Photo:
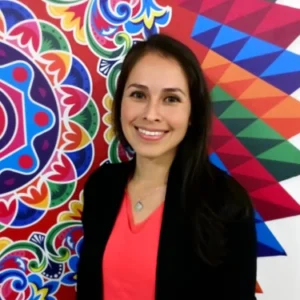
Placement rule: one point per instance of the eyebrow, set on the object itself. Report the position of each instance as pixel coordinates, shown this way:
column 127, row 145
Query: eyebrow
column 144, row 87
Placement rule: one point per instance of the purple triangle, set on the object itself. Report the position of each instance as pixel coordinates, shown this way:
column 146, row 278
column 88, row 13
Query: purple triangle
column 257, row 65
column 231, row 50
column 208, row 37
column 192, row 5
column 264, row 250
column 288, row 82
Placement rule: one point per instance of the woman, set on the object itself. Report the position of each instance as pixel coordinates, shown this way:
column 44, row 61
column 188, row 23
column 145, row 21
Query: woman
column 172, row 225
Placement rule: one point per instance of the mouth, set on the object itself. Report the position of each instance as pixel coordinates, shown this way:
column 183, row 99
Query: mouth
column 151, row 134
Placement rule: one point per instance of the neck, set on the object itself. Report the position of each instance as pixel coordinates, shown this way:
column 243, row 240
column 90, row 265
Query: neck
column 152, row 172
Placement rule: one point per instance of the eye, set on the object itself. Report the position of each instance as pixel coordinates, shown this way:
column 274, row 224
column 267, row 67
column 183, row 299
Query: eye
column 137, row 94
column 172, row 99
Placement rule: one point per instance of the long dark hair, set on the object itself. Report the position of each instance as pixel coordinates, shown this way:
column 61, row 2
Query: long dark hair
column 192, row 154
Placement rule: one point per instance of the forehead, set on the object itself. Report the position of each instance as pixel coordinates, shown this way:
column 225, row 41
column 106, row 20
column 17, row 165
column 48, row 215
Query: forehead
column 156, row 69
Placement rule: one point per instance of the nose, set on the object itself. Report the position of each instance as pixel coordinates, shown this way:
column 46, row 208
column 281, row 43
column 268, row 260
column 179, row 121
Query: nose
column 152, row 111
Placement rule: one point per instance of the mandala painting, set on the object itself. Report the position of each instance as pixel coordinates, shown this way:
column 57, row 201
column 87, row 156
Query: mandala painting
column 59, row 64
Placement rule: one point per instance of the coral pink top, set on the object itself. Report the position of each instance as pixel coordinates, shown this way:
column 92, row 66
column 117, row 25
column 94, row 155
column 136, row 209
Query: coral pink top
column 129, row 260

● ● ● ● ●

- **CHALLENGE**
Reproduce precisely the span of lines that begins at the line containing "Placement rule: one point per instance of the mandala" and ends with the last line of the listing.

- **THE RESPONSE**
Placement rule: one point per instance of the mandala painting, set on the object itself. Report the position of each instance as pixel coordinates, shown this way:
column 57, row 201
column 87, row 156
Query: mandala painting
column 59, row 64
Placement rule: one point per instance of the coral pink top, set on the object itself. Report the position of each instance as pixel coordinates, shown this way:
column 92, row 66
column 117, row 25
column 94, row 155
column 136, row 209
Query: coral pink top
column 129, row 260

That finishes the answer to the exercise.